- EXERCISE PROMPT -
Format the data below as a two-column CSV with the headers instruction and answer. Put each instruction and its answer together in one row, wrap every field in double quotes, and replace any line breaks with spaces.

Coordinate labeling data:
------------------------------------------------
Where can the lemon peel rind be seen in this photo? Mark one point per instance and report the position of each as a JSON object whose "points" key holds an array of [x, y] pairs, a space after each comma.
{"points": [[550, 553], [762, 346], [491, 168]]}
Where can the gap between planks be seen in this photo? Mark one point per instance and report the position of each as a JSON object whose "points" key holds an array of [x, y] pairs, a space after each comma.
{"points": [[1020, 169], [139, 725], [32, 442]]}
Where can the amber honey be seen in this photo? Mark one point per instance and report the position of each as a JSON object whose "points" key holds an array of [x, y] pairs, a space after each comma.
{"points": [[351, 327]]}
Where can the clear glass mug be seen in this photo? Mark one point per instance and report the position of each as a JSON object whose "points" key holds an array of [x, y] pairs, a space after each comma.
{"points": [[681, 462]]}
------------------------------------------------
- OUTPUT OF THE EXERCISE -
instruction,answer
"Where can the lemon peel rind be seen in this photo? Mark one point per instance and report the position of each as a JSON object whose ""points"" key holds an array of [x, y] pairs, a space after each comma.","{""points"": [[550, 553], [762, 346], [491, 168]]}"
"Where can the gap between planks be seen in this photo? Mark one point per instance and report the position of each as a JSON object whose ""points"" key holds an array of [x, y] pairs, a space after each comma.","{""points"": [[1020, 169], [139, 725], [32, 442]]}"
"Where can the amber honey be seen in this photo? Mark one point per instance and report the position of each as a JSON object whose ""points"" key holds an array of [x, y] pairs, a space after each comma.","{""points"": [[351, 327]]}"
"Where can the clear glass mug be seen in this photo? Mark one point per instance and report the position of each as a JSON object whose ""points"" key holds an array of [x, y] pairs, a space after each comma.","{""points"": [[681, 462]]}"